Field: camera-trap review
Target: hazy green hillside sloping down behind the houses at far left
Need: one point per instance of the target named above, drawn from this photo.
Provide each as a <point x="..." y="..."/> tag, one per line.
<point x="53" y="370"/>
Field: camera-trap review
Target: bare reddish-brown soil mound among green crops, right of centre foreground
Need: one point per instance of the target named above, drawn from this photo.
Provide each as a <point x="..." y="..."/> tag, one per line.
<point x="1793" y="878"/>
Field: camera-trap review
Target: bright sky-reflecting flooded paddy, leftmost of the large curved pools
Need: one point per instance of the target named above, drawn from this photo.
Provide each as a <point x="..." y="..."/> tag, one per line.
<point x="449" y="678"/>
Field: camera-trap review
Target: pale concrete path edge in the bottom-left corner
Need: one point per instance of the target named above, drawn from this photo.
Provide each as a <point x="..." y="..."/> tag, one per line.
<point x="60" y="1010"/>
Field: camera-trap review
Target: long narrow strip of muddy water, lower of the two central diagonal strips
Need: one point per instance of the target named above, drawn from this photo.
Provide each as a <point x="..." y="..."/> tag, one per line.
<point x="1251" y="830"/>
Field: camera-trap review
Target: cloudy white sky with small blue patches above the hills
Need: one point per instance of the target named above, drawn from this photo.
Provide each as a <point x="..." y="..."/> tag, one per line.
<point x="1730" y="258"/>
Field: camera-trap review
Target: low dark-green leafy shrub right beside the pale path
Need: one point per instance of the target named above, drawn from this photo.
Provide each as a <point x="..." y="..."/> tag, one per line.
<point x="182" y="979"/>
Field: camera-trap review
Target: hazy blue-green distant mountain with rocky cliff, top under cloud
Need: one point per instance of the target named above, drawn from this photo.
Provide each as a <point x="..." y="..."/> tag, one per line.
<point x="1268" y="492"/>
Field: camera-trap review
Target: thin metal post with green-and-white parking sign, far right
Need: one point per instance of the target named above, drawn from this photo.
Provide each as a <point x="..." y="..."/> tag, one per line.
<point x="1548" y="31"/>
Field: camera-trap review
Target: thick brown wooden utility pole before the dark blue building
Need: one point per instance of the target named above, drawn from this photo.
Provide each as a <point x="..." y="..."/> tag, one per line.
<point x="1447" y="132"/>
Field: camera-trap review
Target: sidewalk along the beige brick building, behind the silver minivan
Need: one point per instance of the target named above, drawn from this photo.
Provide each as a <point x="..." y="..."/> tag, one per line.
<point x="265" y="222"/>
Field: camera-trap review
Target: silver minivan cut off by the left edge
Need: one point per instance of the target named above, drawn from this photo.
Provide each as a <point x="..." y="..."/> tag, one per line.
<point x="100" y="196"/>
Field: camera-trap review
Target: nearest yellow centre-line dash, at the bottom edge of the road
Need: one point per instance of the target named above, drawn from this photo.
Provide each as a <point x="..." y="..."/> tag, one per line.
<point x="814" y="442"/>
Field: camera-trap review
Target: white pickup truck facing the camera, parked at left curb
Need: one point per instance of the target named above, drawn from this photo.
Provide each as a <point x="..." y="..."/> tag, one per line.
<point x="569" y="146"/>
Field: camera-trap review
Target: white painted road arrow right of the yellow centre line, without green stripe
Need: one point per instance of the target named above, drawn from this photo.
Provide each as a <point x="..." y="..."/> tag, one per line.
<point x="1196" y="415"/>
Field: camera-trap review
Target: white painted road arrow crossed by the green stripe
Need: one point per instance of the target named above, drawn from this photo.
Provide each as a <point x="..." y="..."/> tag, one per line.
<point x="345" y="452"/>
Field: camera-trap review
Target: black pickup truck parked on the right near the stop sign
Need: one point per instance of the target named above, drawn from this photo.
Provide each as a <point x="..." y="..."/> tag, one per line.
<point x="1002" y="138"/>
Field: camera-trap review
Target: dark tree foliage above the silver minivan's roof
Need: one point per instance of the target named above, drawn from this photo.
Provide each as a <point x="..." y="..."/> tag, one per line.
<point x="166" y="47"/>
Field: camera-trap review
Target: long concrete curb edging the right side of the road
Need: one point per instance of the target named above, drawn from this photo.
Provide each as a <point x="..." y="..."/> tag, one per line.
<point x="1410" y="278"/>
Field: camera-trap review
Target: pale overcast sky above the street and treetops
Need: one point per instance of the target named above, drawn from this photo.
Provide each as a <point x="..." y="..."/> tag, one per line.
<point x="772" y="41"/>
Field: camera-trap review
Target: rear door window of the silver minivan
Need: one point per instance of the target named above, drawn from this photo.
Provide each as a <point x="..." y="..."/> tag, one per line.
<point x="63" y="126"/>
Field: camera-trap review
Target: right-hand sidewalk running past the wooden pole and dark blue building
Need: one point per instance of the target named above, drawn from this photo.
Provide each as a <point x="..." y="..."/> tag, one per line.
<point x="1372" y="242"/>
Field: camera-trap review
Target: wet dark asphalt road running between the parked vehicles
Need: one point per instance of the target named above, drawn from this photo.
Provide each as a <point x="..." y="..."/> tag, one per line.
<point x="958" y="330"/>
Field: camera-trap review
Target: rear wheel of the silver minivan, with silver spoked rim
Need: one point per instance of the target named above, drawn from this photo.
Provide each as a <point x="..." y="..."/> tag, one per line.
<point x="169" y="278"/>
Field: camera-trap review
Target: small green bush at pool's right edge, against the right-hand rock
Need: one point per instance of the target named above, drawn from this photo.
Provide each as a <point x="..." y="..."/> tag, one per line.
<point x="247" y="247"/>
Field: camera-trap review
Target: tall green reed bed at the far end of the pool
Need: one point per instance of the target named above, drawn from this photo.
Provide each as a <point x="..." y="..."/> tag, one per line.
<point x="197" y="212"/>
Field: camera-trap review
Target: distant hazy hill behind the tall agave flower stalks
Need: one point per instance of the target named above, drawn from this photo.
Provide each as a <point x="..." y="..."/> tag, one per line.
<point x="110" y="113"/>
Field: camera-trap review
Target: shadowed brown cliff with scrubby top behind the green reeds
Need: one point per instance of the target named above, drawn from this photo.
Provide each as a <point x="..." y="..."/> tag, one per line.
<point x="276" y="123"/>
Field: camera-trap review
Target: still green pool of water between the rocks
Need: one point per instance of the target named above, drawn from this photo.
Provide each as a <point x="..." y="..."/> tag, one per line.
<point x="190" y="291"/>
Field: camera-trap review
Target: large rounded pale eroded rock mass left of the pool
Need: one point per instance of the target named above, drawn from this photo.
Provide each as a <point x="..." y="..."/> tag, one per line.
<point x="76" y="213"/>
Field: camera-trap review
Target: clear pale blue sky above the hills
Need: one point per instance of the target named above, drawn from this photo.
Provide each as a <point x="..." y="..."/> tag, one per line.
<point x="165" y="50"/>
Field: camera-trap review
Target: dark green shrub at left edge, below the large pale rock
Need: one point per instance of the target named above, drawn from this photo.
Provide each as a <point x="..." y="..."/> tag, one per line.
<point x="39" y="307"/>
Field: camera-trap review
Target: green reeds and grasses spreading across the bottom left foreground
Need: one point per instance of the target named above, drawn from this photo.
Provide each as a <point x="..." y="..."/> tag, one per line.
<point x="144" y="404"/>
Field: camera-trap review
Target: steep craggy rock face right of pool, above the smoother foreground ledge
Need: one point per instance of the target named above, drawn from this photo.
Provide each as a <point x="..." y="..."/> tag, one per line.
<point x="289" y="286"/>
• • • • • • •
> THE TASK
Output the material again, line for line.

> WRITTEN SOLUTION
Field: camera-trap review
Target: hazy green hillside sloping down behind the houses at far left
Need: one point per instance of the target named above, drawn from this photo.
Provide each as a <point x="..." y="..."/> tag, one per line.
<point x="53" y="370"/>
Field: camera-trap review
Target: bare reddish-brown soil mound among green crops, right of centre foreground
Need: one point per instance of the target named above, drawn from this photo.
Provide each as a <point x="..." y="..."/> tag, one per line.
<point x="1793" y="878"/>
Field: camera-trap review
Target: bright sky-reflecting flooded paddy, leftmost of the large curved pools
Need: one point per instance of the target named above, drawn from this photo.
Provide each as a <point x="..." y="..."/> tag, one per line.
<point x="449" y="678"/>
Field: camera-trap review
Target: pale concrete path edge in the bottom-left corner
Need: one point per instance of the target named above, drawn from this photo.
Provide each as a <point x="..." y="..."/> tag, one per line.
<point x="60" y="1010"/>
Field: camera-trap review
Target: long narrow strip of muddy water, lower of the two central diagonal strips
Need: one point per instance of the target named above, drawn from this photo.
Provide each as a <point x="..." y="..."/> tag, one per line.
<point x="1251" y="830"/>
Field: camera-trap review
Target: cloudy white sky with small blue patches above the hills
Need: one point per instance of the target named above, drawn from this photo.
Provide each as a <point x="..." y="..."/> tag, one per line.
<point x="1730" y="258"/>
Field: camera-trap review
Target: low dark-green leafy shrub right beside the pale path
Need: one point per instance of the target named above, drawn from this photo.
Provide each as a <point x="..." y="..."/> tag, one per line.
<point x="182" y="979"/>
Field: camera-trap review
Target: hazy blue-green distant mountain with rocky cliff, top under cloud
Need: one point per instance of the target named above, drawn from this photo.
Provide each as a <point x="..." y="..."/> tag, one per line.
<point x="1268" y="492"/>
Field: camera-trap review
Target: thin metal post with green-and-white parking sign, far right
Need: one point per instance of the target named above, drawn from this photo.
Provide each as a <point x="..." y="..."/> tag, one per line.
<point x="1548" y="31"/>
Field: camera-trap review
Target: thick brown wooden utility pole before the dark blue building
Need: one point per instance of the target named above, drawn from this photo.
Provide each as a <point x="..." y="..."/> tag, one per line.
<point x="1447" y="132"/>
Field: camera-trap review
Target: sidewalk along the beige brick building, behind the silver minivan
Need: one point per instance of the target named above, drawn from this photo.
Provide each as a <point x="..." y="..."/> tag, one per line.
<point x="265" y="222"/>
Field: camera-trap review
Target: silver minivan cut off by the left edge
Need: one point per instance of the target named above, drawn from this photo.
Provide each as a <point x="..." y="..."/> tag, one per line.
<point x="100" y="196"/>
Field: camera-trap review
Target: nearest yellow centre-line dash, at the bottom edge of the road
Need: one point per instance of the target named above, drawn from this photo.
Provide each as a <point x="..." y="..."/> tag, one per line.
<point x="814" y="442"/>
Field: camera-trap review
Target: white pickup truck facing the camera, parked at left curb
Need: one point per instance of the target named above, drawn from this photo.
Provide each as a <point x="..." y="..."/> tag, one per line.
<point x="569" y="146"/>
Field: camera-trap review
Target: white painted road arrow right of the yellow centre line, without green stripe
Need: one point per instance of the target named above, drawn from this photo.
Provide each as a <point x="..." y="..."/> tag, one per line.
<point x="1196" y="415"/>
Field: camera-trap review
Target: white painted road arrow crossed by the green stripe
Need: one point per instance of the target named above, drawn from this photo.
Provide each as a <point x="..." y="..."/> tag, one per line.
<point x="345" y="452"/>
Field: camera-trap review
Target: black pickup truck parked on the right near the stop sign
Need: one point per instance of the target named above, drawn from this photo.
Provide each as a <point x="..." y="..."/> tag, one per line.
<point x="1002" y="138"/>
Field: camera-trap review
Target: dark tree foliage above the silver minivan's roof
Need: one point per instance of the target named above, drawn from this photo.
Provide each as a <point x="..." y="..."/> tag, one per line.
<point x="166" y="47"/>
Field: camera-trap review
Target: long concrete curb edging the right side of the road
Need: one point per instance of the target named above, drawn from this photo.
Provide each as a <point x="..." y="..."/> tag, one per line.
<point x="1410" y="278"/>
Field: camera-trap review
Target: pale overcast sky above the street and treetops
Need: one point per instance of the target named above, drawn from this photo.
Provide each as a <point x="..." y="..."/> tag, one per line.
<point x="772" y="41"/>
Field: camera-trap review
Target: rear door window of the silver minivan
Need: one point per instance of the target named above, drawn from this photo.
Provide each as a <point x="..." y="..."/> tag, one per line.
<point x="63" y="126"/>
Field: camera-trap review
Target: right-hand sidewalk running past the wooden pole and dark blue building
Need: one point per instance of the target named above, drawn from this photo.
Provide each as a <point x="..." y="..."/> tag, one per line.
<point x="1372" y="242"/>
Field: camera-trap review
Target: wet dark asphalt road running between the parked vehicles
Need: one point per instance of the target named above, drawn from this photo.
Provide each as a <point x="..." y="..."/> tag, one per line.
<point x="958" y="330"/>
Field: camera-trap review
Target: rear wheel of the silver minivan, with silver spoked rim
Need: one point per instance of the target named above, drawn from this photo.
Provide each as a <point x="..." y="..."/> tag, one per line.
<point x="169" y="278"/>
Field: camera-trap review
Target: small green bush at pool's right edge, against the right-hand rock
Need: one point per instance of the target named above, drawn from this photo.
Provide each as a <point x="..." y="..."/> tag, one per line.
<point x="247" y="247"/>
Field: camera-trap review
Target: tall green reed bed at the far end of the pool
Need: one point per instance of the target named above, drawn from this photo.
Provide each as a <point x="..." y="..."/> tag, one per line.
<point x="197" y="212"/>
Field: camera-trap review
Target: distant hazy hill behind the tall agave flower stalks
Need: one point per instance of the target named above, drawn from this photo.
Provide each as a <point x="..." y="..."/> tag, one per line.
<point x="110" y="113"/>
Field: camera-trap review
Target: shadowed brown cliff with scrubby top behind the green reeds
Need: one point per instance of the target named above, drawn from this photo.
Provide each as a <point x="..." y="..."/> tag, one per line.
<point x="276" y="123"/>
Field: camera-trap review
Target: still green pool of water between the rocks
Need: one point per instance of the target named above, drawn from this photo.
Provide each as a <point x="..." y="..."/> tag, one per line.
<point x="190" y="291"/>
Field: camera-trap review
Target: large rounded pale eroded rock mass left of the pool
Need: one point per instance of the target named above, drawn from this photo.
Provide each as a <point x="..." y="..."/> tag, one per line.
<point x="76" y="213"/>
Field: camera-trap review
Target: clear pale blue sky above the hills
Need: one point per instance of the target named above, drawn from this photo.
Provide each as a <point x="..." y="..."/> tag, one per line.
<point x="165" y="50"/>
Field: camera-trap review
Target: dark green shrub at left edge, below the large pale rock
Need: one point per instance of the target named above, drawn from this photo.
Provide each as a <point x="..." y="..."/> tag, one per line.
<point x="39" y="307"/>
Field: camera-trap review
Target: green reeds and grasses spreading across the bottom left foreground
Need: one point per instance of the target named above, drawn from this photo.
Provide each as a <point x="..." y="..."/> tag, one per line.
<point x="144" y="404"/>
Field: camera-trap review
Target: steep craggy rock face right of pool, above the smoother foreground ledge
Need: one point per instance of the target named above, drawn from this photo.
Provide each as a <point x="..." y="..."/> tag, one per line.
<point x="289" y="286"/>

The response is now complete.